## What this task involves
Repeat every line of the material, character for character.

------------------------------

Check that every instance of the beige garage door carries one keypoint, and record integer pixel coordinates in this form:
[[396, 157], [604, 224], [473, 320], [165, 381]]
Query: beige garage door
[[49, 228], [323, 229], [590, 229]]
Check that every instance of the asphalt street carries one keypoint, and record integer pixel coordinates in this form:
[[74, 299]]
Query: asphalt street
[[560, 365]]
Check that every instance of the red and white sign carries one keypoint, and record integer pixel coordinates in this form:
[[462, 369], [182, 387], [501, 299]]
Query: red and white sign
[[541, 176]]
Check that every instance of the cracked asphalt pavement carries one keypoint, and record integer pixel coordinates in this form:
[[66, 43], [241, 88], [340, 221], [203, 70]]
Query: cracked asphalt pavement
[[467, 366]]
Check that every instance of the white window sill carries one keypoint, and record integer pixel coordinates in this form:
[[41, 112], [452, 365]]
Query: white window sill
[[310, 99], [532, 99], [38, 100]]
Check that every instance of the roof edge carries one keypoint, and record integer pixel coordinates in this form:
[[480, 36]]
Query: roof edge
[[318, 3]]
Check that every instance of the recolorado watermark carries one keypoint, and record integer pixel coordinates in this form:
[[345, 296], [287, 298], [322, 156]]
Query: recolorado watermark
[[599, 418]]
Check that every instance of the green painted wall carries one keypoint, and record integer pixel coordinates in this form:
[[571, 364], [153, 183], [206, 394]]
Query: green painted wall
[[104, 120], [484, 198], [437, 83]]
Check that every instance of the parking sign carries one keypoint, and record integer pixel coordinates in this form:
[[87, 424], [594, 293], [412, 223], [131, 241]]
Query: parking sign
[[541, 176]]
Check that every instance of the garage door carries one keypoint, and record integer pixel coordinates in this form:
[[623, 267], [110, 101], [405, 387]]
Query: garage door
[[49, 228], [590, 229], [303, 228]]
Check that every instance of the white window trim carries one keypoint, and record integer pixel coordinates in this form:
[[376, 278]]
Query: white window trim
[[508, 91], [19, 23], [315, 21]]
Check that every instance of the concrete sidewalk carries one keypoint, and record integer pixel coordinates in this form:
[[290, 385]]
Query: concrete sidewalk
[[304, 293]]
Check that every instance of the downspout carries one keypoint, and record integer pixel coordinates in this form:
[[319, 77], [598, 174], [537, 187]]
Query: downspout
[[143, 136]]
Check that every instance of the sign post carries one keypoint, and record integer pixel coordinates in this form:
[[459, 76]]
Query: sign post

------------------------------

## Result of the exercise
Check that every instance of the beige garage door carries one keypoint, and record integer pixel coordinates in this form:
[[396, 157], [604, 224], [473, 320], [165, 381]]
Query: beige garage door
[[49, 228], [323, 229], [590, 229]]
Check that every instance of the asphalt street carries one keypoint, and record integer pixel coordinates in this form:
[[74, 299]]
Query: asphalt street
[[560, 365]]
Check that every instance of the red and white sign carries one keypoint, and record integer pixel coordinates in this form:
[[462, 369], [182, 387], [501, 299]]
Query: red and white sign
[[541, 176]]
Check that every instance of the cracked asphalt pavement carries one keypoint, and record integer pixel coordinates in this form:
[[66, 43], [241, 88], [340, 221], [203, 70]]
Query: cracked asphalt pavement
[[467, 366]]
Check that every instance of the white window sill carries one keypoint, and record integer pixel coordinates in this form:
[[41, 112], [452, 365]]
Query: white window sill
[[310, 99], [532, 99], [38, 100]]
Check that every instance of the roof edge carries one keypoint, and record integer pixel coordinates in this form:
[[480, 36]]
Query: roof edge
[[318, 3]]
Check that every instance of the recolorado watermark carries one keypoint, and record integer pixel coordinates in this form:
[[345, 296], [287, 298], [322, 156]]
Query: recolorado watermark
[[599, 418]]
Check that every instance of the green painted wall carries one keypoint, and record integer pixel coordinates in this form:
[[571, 364], [153, 183], [206, 394]]
Query: green painted wall
[[104, 120], [484, 198], [437, 83]]
Check that every instance of the parking sign carries one keypoint, and record integer pixel coordinates in this form:
[[87, 424], [594, 293], [412, 223], [131, 241]]
Query: parking sign
[[541, 176]]
Check that every instance of the garage door carries one keypoint, and record integer pixel coordinates in this form:
[[623, 267], [110, 101], [405, 387]]
Query: garage door
[[49, 228], [590, 229], [303, 228]]
Check that every instance of the white window trim carries one keypoint, and record integer pixel coordinates in this form:
[[376, 278]]
Query: white window trim
[[508, 91], [19, 23], [315, 21]]
Check that every instance of the concrete sidewalk carries one keypoint, and record integer pixel coordinates in this form:
[[290, 385]]
Query: concrete sidewalk
[[304, 293]]
Check that every instance of the downspout carries one keypoint, and record integer pixel coordinates in this form:
[[319, 77], [598, 174], [537, 187]]
Query: downspout
[[143, 136]]
Check that every instance of the sign post carries one keypoint, and record integer pixel coordinates in this form:
[[459, 76]]
Query: sign post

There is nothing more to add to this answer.